**ABOUT THIS EXERCISE:** Pictures aside, print all of the data below exactly as written.

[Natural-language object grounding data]
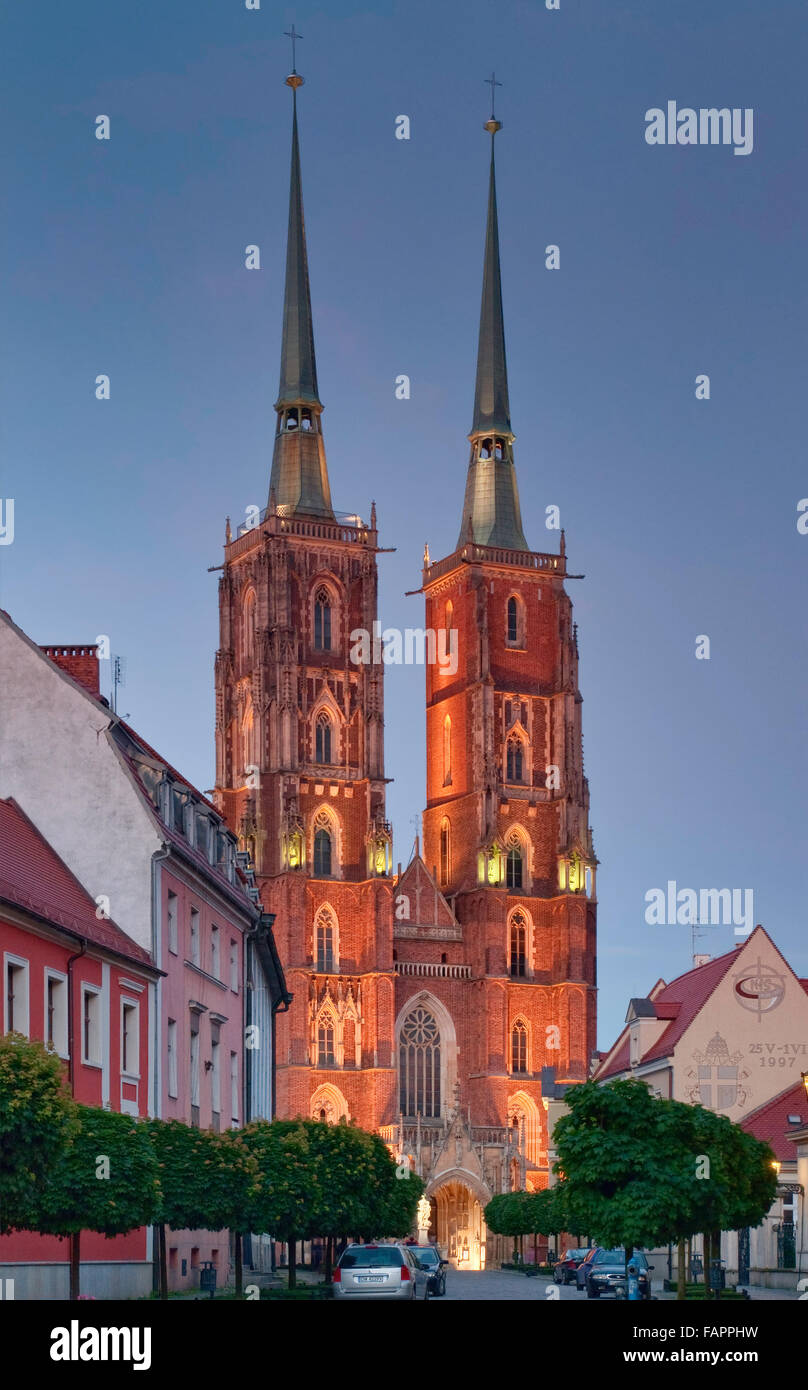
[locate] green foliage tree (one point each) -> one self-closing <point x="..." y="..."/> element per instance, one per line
<point x="630" y="1166"/>
<point x="206" y="1183"/>
<point x="38" y="1118"/>
<point x="106" y="1180"/>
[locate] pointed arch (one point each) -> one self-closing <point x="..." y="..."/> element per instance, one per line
<point x="326" y="940"/>
<point x="524" y="1111"/>
<point x="515" y="620"/>
<point x="427" y="1055"/>
<point x="519" y="1045"/>
<point x="328" y="1104"/>
<point x="445" y="852"/>
<point x="249" y="624"/>
<point x="519" y="944"/>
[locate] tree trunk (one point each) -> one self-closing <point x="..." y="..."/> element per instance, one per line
<point x="162" y="1260"/>
<point x="74" y="1265"/>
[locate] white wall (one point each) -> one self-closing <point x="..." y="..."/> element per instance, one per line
<point x="57" y="762"/>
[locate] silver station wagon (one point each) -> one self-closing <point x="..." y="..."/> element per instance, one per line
<point x="380" y="1272"/>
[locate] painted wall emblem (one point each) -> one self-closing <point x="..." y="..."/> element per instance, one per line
<point x="760" y="988"/>
<point x="718" y="1076"/>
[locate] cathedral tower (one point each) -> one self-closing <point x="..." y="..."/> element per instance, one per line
<point x="299" y="736"/>
<point x="502" y="915"/>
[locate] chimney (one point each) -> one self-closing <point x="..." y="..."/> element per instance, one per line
<point x="78" y="660"/>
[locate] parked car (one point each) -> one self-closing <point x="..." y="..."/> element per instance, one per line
<point x="563" y="1271"/>
<point x="583" y="1268"/>
<point x="380" y="1271"/>
<point x="607" y="1273"/>
<point x="434" y="1264"/>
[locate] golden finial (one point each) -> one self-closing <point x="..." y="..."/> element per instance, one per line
<point x="294" y="79"/>
<point x="493" y="124"/>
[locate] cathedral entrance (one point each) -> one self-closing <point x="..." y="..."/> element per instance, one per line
<point x="461" y="1226"/>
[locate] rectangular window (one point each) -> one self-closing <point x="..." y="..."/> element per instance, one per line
<point x="91" y="1025"/>
<point x="56" y="1011"/>
<point x="234" y="1096"/>
<point x="195" y="1061"/>
<point x="171" y="1051"/>
<point x="15" y="995"/>
<point x="130" y="1039"/>
<point x="214" y="1077"/>
<point x="171" y="923"/>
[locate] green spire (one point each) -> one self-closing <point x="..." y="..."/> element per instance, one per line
<point x="491" y="513"/>
<point x="298" y="363"/>
<point x="491" y="407"/>
<point x="299" y="477"/>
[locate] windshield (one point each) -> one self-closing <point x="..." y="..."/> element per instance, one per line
<point x="372" y="1258"/>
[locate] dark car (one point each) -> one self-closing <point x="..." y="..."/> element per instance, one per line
<point x="563" y="1272"/>
<point x="607" y="1273"/>
<point x="433" y="1262"/>
<point x="580" y="1275"/>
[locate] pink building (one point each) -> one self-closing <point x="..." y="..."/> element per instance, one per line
<point x="79" y="984"/>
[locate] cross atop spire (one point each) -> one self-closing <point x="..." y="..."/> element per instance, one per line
<point x="292" y="34"/>
<point x="491" y="513"/>
<point x="299" y="477"/>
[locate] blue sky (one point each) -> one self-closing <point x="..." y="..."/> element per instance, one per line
<point x="127" y="257"/>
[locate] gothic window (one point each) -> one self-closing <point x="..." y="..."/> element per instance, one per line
<point x="323" y="740"/>
<point x="324" y="941"/>
<point x="420" y="1065"/>
<point x="515" y="622"/>
<point x="518" y="945"/>
<point x="249" y="624"/>
<point x="515" y="769"/>
<point x="321" y="854"/>
<point x="519" y="1047"/>
<point x="445" y="848"/>
<point x="323" y="620"/>
<point x="326" y="1054"/>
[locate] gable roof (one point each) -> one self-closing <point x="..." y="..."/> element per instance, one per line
<point x="34" y="877"/>
<point x="679" y="1002"/>
<point x="429" y="908"/>
<point x="771" y="1121"/>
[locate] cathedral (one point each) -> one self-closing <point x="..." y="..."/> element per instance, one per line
<point x="441" y="1005"/>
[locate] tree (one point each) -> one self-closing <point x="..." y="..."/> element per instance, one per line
<point x="633" y="1168"/>
<point x="38" y="1118"/>
<point x="288" y="1187"/>
<point x="206" y="1183"/>
<point x="106" y="1180"/>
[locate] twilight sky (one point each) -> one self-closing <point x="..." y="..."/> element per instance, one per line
<point x="127" y="257"/>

**PROBLEM SOLUTION:**
[locate] green foliage tree (one point each) -> one self-closing <point x="..." y="..."/> element per instance, one per line
<point x="630" y="1166"/>
<point x="206" y="1183"/>
<point x="38" y="1118"/>
<point x="106" y="1180"/>
[locate] pointed arch (one point each) -> one self-closing <point x="..." y="..."/> element per instance, one per line
<point x="326" y="940"/>
<point x="524" y="1111"/>
<point x="515" y="620"/>
<point x="427" y="1055"/>
<point x="519" y="1045"/>
<point x="328" y="1104"/>
<point x="445" y="852"/>
<point x="249" y="624"/>
<point x="519" y="944"/>
[locate] tree trunk (one point each) -> one self-closing <point x="..." y="..."/> element per instance, one per line
<point x="162" y="1260"/>
<point x="74" y="1265"/>
[locate] white wall (one point each) -> one self-closing <point x="..." y="..."/> element per instance, one per line
<point x="57" y="762"/>
[locate] silver station wagon (one point each) -> one self-closing <point x="..." y="..."/> element per instance, one per line
<point x="380" y="1272"/>
[locate] painted wall emblem (one point each) -> one self-closing <point x="..." y="..."/> element per instance, one per line
<point x="760" y="988"/>
<point x="718" y="1076"/>
[locate] cathedral tower (one point each) -> one self-closing <point x="..." y="..."/> element per instance, one per line
<point x="299" y="736"/>
<point x="502" y="915"/>
[locate] chimney (one point each) -> one self-closing <point x="..." y="..."/> element per instance, one per line
<point x="78" y="660"/>
[locate] parked car (one point each) -> one self-closing <point x="..." y="..."/> element per instance, one per line
<point x="563" y="1271"/>
<point x="583" y="1268"/>
<point x="380" y="1271"/>
<point x="607" y="1273"/>
<point x="434" y="1264"/>
[locate] golden finial (one point each) -> one self-closing <point x="..." y="..."/> element per instance, one per line
<point x="294" y="79"/>
<point x="493" y="124"/>
[locate] cathedral entrance (one point each) -> one self-closing <point x="..." y="..."/> element per instance, one per line
<point x="461" y="1226"/>
[locate] rectangular window (one point each) -> one self-closing <point x="..." y="..."/> element per instance, one per line
<point x="91" y="1025"/>
<point x="56" y="1011"/>
<point x="234" y="1096"/>
<point x="195" y="1061"/>
<point x="171" y="1051"/>
<point x="15" y="995"/>
<point x="130" y="1039"/>
<point x="214" y="1077"/>
<point x="171" y="923"/>
[locate] green spire (one point each) -> one self-closing <point x="..." y="..."/> element per instance, one per line
<point x="491" y="513"/>
<point x="298" y="363"/>
<point x="491" y="407"/>
<point x="299" y="477"/>
[locate] windshield (one point each) -> one self-closing <point x="..." y="..."/> element per instance, one per line
<point x="372" y="1258"/>
[locate] dark car (one point each) -> one self-closing <point x="..." y="..."/> element per instance, one per line
<point x="563" y="1272"/>
<point x="607" y="1273"/>
<point x="433" y="1262"/>
<point x="580" y="1275"/>
[locate] pink building (one point each) -> one self-closing <point x="..." y="..."/> element per instance, one per line
<point x="79" y="984"/>
[locate] cross atop spire (one point each) -> one self-closing <point x="..." y="..."/> element per instance, one per line
<point x="292" y="34"/>
<point x="491" y="513"/>
<point x="299" y="477"/>
[locate] blue sky (one point each) -> one self-closing <point x="..." y="..."/> element per instance, one per line
<point x="127" y="257"/>
[locate] gothic window (one point each) -> one self-closing <point x="..." y="..."/> element per instance, one per line
<point x="323" y="740"/>
<point x="324" y="941"/>
<point x="420" y="1065"/>
<point x="515" y="622"/>
<point x="518" y="945"/>
<point x="249" y="624"/>
<point x="515" y="769"/>
<point x="321" y="854"/>
<point x="519" y="1047"/>
<point x="445" y="848"/>
<point x="323" y="620"/>
<point x="326" y="1054"/>
[locate] gable roof (one point each) -> one self-closing <point x="..." y="..."/> element per instance, one per line
<point x="34" y="877"/>
<point x="679" y="1002"/>
<point x="429" y="908"/>
<point x="771" y="1121"/>
[locate] cathedral (one point each) -> one self-closing <point x="..." y="..."/> element per instance, one per line
<point x="441" y="1005"/>
[locate] tree (one point each) -> one self-closing <point x="..." y="..."/> element per instance, one per line
<point x="633" y="1168"/>
<point x="38" y="1118"/>
<point x="288" y="1187"/>
<point x="206" y="1183"/>
<point x="106" y="1180"/>
[locate] twilight sky (one point each) -> one self-closing <point x="..." y="..."/> element per instance, one per line
<point x="127" y="257"/>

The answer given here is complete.